■ Aim: Pick up the forum post about webpy and the UnicodeDecodeError after its last line and continue writing it.

■ Text excerpt:
##############################
Webpy and UnicodeDecodeError

Discussion in 'Python' started by Oscar Del Ben, Dec 18, 2009.

  1. So I'm trying to send a file through webpy and urllib2 but I can't get
    around these UnicodeErrors. Here's the code:

    # controller

    x = web.input(video_original={})
    params = {'foo': x['foo']}

    files = (('video[original]', 'test', x['video_original'].file.read
    ()),)
    client.upload(upload_url, params, files, access_token())

    # client library

    def __encodeMultipart(self, fields, files):
    """
    fields is a sequence of (name, value) elements for regular
    form fields.
    files is a sequence of (name, filename, value) elements for
    data to be uploaded as files
    Return (content_type, body) ready for httplib.HTTP instance
    """
    boundary = mimetools.choose_boundary()
    crlf = '\r\n'

    l = []
    for k, v in fields.iteritems():
    l.append('--' + boundary)
    l.append('Content-Disposition: form-data; name="%s"' % k)
    l.append('')
    l.append(v)
    for (k, f, v) in files:
    l.append('--' + boundary)
    l.append('Content-Disposition: form-data; name="%s";
    filename="%s"' % (k, f))
    l.append('Content-Type: %s' % self.__getContentType(f))
    l.append('')
    l.append(v)
    l.append('--' + boundary + '--')
    l.append('')
    body = crlf.join(l)

    return boundary, body

    def __getContentType(self, filename):
    return mimetypes.guess_type(filename)[0] or 'application/octet-
    stream'

    def upload(self, path, post_params, files, token=None):

    if token:
    token = oauth.OAuthToken.from_string(token)

    url = "http://%s%s" % (self.authority, path)

    (boundary, body) = self.__encodeMultipart(post_params, files)

    headers = {'Content-Type': 'multipart/form-data; boundary=%s' %
    boundary,
    'Content-Length': str(len(body))
    }

    request = oauth.OAuthRequest.from_consumer_and_token(
    self.consumer,
    token,
    http_method='POST',
    http_url=url,
    parameters=post_params
    )

    request.sign_request(oauth.OAuthSignatureMethod_HMAC_SHA1(),
    self.consumer, token)

    request = urllib2.Request(request.http_url, postdata=body,
    headers=headers)
    request.get_method = lambda: 'POST'

    return urllib2.urlopen(request)

    Unfortunately I get two kinds of unicode error, the first one in the
    crlf.join(l):

    Traceback (most recent call last):
    File "/Users/oscar/projects/work/whitelabel/web/application.py",
    line 242, in process
    return self.handle()
    File "/Users/oscar/projects/work/whitelabel/web/application.py",
    line 233, in handle
    return self._delegate(fn, self.fvars, args)
    File "/Users/oscar/projects/work/whitelabel/web/application.py",
    line 412, in _delegate
    return handle_class(cls)
##############################
■ Stored records:
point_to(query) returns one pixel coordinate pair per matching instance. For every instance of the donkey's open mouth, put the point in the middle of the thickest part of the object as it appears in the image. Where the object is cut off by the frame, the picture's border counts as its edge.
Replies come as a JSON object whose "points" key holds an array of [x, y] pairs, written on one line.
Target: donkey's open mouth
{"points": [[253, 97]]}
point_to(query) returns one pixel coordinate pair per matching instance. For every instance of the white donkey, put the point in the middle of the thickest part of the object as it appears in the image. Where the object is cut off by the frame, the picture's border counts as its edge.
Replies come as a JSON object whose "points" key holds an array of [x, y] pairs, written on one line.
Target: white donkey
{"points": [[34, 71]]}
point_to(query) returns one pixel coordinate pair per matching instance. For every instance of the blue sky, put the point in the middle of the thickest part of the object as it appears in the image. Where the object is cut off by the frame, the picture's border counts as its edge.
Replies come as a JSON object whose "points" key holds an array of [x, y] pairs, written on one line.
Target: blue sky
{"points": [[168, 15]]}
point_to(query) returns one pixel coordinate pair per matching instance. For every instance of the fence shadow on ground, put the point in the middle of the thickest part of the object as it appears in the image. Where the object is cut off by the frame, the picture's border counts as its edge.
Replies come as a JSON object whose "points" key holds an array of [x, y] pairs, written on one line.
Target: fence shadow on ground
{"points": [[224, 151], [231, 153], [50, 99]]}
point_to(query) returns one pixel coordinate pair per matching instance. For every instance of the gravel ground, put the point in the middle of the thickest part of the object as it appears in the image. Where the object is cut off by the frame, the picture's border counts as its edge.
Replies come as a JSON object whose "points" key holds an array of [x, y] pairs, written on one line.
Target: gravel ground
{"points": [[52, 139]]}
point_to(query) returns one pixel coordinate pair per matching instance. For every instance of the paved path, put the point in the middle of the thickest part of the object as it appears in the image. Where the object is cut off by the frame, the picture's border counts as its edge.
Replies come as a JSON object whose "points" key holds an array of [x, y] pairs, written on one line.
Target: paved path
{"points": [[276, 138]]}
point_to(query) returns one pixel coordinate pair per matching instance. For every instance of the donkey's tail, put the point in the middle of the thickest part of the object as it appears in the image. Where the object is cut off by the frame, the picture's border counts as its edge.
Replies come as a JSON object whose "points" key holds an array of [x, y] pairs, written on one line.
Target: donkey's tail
##############################
■ Task result:
    File "/Users/oscar/projects/work/whitelabel/web/application.py",
    line 387, in handle_class
    return tocall(*args)
    File "/Users/oscar/projects/work/whitelabel/code.py", line 328, in
    POST
    return simplejson.load(client.upload(upload_url, params, files,
    access_token()))
    File "/Users/oscar/projects/work/whitelabel/oauth_client.py", line
    131, in upload
    (boundary, body) = self.__encodeMultipart(post_params, files)
    File "/Users/oscar/projects/work/whitelabel/oauth_client.py", line
    111, in __encodeMultipart
    body = crlf.join(l)
    UnicodeDecodeError: 'ascii' codec can't decode byte 0xb7 in position
    42: ordinal not in range(128)


    And here's another one:

    Traceback (most recent call last):
    File "/Users/oscar/projects/work/whitelabel/web/application.py",
    line 242, in process
    return self.handle()
    File "/Users/oscar/projects/work/whitelabel/web/application.py",
    line 233, in handle
    return self._delegate(fn, self.fvars, args)
    File "/Users/oscar/projects/work/whitelabel/web/application.py",
    line 412, in _delegate
    return handle_class(cls)
    File "/Users/oscar/projects/work/whitelabel/web/application.py",
    line 387, in handle_class
    return tocall(*args)
    File "/Users/oscar/projects/work/whitelabel/code.py", line 328, in
    POST
    return simplejson.load(client.upload(upload_url, params, files,
    access_token()))
    File "/Users/oscar/projects/work/whitelabel/oauth_client.py", line
    131, in upload
    (boundary, body) = self.__encodeMultipart(post_params, files)
    File "/Users/oscar/projects/work/whitelabel/oauth_client.py", line
    111, in __encodeMultipart
    body = crlf.join(l)
    UnicodeDecodeError: 'ascii' codec can't decode byte 0xb7 in position
    42: ordinal not in range(128)

    Does anyone know why this errors happens and what I should do to
    prevent them? Many thanks.

    Oscar
     
    Oscar Del Ben, Dec 18, 2009
    #1
    1. Advertising

  2. Oscar Del Ben

    Dave Angel Guest

    Oscar Del Ben wrote:
    > So I'm trying to send a file through webpy and urllib2 but I can't get
    > around these UnicodeErrors. Here's the code:
    >
    > # controller
    >
    > x = web.input(video_original={})
    > params = {'foo': x['foo']}
    >
    > files = (('video[original]', 'test', x['video_original'].file.read
    > ()),)
    > client.upload(upload_url, params, files, access_token())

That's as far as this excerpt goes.